Objective 1: Pull out every line of the rows below that contains the word "fits".

Excerpted passage:
## start
About this paragraph:-

  • In 616 it is reported in the Anglo-Saxon Chronicle that the exiled brother of King Edwin of Northumbria was poisoned at the court of King Ceretic ap Gwallog. Edwin resolved to punish Elmet for this "crime" and his forces quickly invaded the beleaguered British territory. Within the year Elmet was overrun and Ceretic fled into exile in Gwynedd where he would die two years later.

I have a book which contains a full variorum English translation of all versions of the Anglo-Saxon Chronicle, and it contains no reference to this event under year 616. Anthony Appleyard 19:44, 20 July 2006 (UTC)
## end
Record extracts:
## start
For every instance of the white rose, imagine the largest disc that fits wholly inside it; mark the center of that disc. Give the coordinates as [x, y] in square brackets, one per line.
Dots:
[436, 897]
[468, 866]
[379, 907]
## end
## start
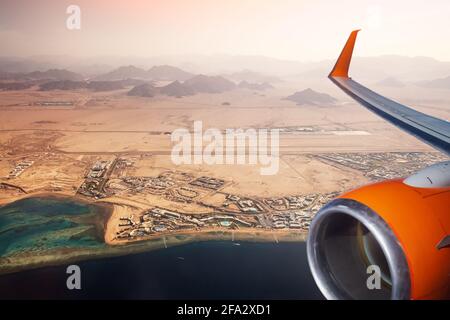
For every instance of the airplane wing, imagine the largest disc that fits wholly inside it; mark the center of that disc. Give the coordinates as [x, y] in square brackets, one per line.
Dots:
## end
Objective 2: Translate this sentence from the passage on Elmet above into Spanish: "Within the year Elmet was overrun and Ceretic fled into exile in Gwynedd where he would die two years later."

Reply 1:
For every instance of the white rose, imagine the largest disc that fits wholly inside it; mark the center of that disc. Give the coordinates as [x, y] in square brackets, one per line.
For every instance of the airplane wing, imagine the largest disc that fits wholly inside it; mark the center of that disc. Give the coordinates as [x, y] in square brackets, one per line.

Reply 2: En menos de un año Elmet fue invadido y Ceretic huyó al exilio en Gwynedd, donde moriría dos años después.